• _Tasks to complete_:
A) From the passage on Bacon's prose style, set down the part that opens with the words containing "Remarking on the" and closes with "be without use.", keeping every word and mark unchanged.
B) Using the passage on Bacon's prose style, answer each question briefly:
(i) To whom does the passage credit the complete collection of Bacon's works?
(ii) In what year was the Advancement of Learning published?
(iii) What does the passage say Bacon's style varied almost as much as?
C) For each statement, say whether it agrees with the passage on Bacon's prose style, answering yes or no and quoting the deciding words:
(i) Lord Macaulay grouped Bacon with Burke in his view of how style changes with age.
(ii) In the early Devices, Bacon wrote in a plain and spare manner.
(iii) The passage attributes the greater periodic structure of some later Essays to Bacon's advancing years.

• _Article_:

Remarking on the difference in style between the earlier and later editions of the Essays, Lord Macaulay has been led to the conclusion that in the works of Bacon, as in those of Burke, terseness in youth gives place to rich copiousness in old age-a reversal of the natural order of rhetorical development. And this opinion has been so generally adopted without question that a refutation of it may not be without use.

I do not believe that Lord Macaulay would have come to this conclusion if he had had before him that complete collection of Bacon's works for which these and later times will remain deeply indebted to Mr. Spedding. Bacon's style varied almost as much as his handwriting; but it was influenced more by the subject-matter than by youth or old age. Few men have shown equal versatility in adapting their language to the slightest shade of circumstance and purpose. His style depended upon whether he was addressing a king, or a great nobleman, or a philosopher, or a friend; whether he was

composing a State paper, pleading in a State trial, magnifying the Prerogative, extolling Truth, discussing studies, exhorting a judge, sending a New Year's present, or sounding a trumpet to prepare the way for the Kingdom of Man over Nature.) It is a mistake to suppose that Bacon was never florid till he grew old. On the contrary, in the early Devices, written during his connection with Essex, he uses a rich exuberant style and poetic rhythm; but he prefers the rhetorical question of appeal to the complex period. On the other hand, in all his formal philosophical works, even in the Advancement of Learning, published as early as 1605, he uses the graver periodic structure, though often illustrated with rich metaphor. The Essays, both early and late, abound in pithy metaphor, as their natural illustration; but in the later and weightier edition in which they were enlarged not only in number, but also "in weight so that they are indeed a new work "there is an intentional increase of rhetorical ornament and illustration, and, in some of the later Essays on more serious subjects, there is somewhat more of the periodic structure. But this is caused by the weight of the subject, not by weight of years.

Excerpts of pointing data
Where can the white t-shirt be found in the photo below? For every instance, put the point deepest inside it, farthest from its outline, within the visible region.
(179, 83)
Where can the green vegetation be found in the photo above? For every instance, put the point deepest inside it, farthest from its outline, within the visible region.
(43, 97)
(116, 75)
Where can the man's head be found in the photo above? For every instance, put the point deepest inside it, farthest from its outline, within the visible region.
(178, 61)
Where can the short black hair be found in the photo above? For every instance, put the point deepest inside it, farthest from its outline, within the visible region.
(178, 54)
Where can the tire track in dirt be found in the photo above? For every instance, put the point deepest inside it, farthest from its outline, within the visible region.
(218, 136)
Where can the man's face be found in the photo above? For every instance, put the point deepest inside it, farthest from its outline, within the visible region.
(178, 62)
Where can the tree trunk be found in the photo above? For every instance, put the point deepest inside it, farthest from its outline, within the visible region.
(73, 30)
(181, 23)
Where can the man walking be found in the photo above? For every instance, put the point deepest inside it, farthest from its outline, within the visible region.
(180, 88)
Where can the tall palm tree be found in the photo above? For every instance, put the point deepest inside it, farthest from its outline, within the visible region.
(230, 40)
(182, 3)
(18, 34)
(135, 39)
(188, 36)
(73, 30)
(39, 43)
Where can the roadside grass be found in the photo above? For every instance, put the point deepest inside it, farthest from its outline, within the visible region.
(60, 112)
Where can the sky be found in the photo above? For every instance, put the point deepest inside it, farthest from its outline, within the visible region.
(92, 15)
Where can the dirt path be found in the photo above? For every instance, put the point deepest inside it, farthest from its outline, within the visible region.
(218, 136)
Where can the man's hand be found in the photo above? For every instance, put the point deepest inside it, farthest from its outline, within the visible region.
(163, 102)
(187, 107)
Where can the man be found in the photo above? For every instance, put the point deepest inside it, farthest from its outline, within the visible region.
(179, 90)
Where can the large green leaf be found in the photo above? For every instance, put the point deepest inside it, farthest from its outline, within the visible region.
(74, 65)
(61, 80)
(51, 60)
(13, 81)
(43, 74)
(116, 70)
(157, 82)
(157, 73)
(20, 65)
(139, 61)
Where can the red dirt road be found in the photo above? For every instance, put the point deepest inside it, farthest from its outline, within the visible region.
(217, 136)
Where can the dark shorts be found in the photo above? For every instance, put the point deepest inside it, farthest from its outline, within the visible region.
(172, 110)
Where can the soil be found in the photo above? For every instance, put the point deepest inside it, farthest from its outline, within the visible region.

• _Answers in order_:
A)
Remarking on the difference in style between the earlier and later editions of the Essays, Lord Macaulay has been led to the conclusion that in the works of Bacon, as in those of Burke, terseness in youth gives place to rich copiousness in old age-a reversal of the natural order of rhetorical development. And this opinion has been so generally adopted without question that a refutation of it may not be without use.

B)
(i) Mr. Spedding
(ii) 1605
(iii) His handwriting

C)
(i) Yes: "in the works of Bacon, as in those of Burke, terseness in youth gives place to rich copiousness in old age"
(ii) No: "he uses a rich exuberant style and poetic rhythm"
(iii) No: "But this is caused by the weight of the subject, not by weight of years."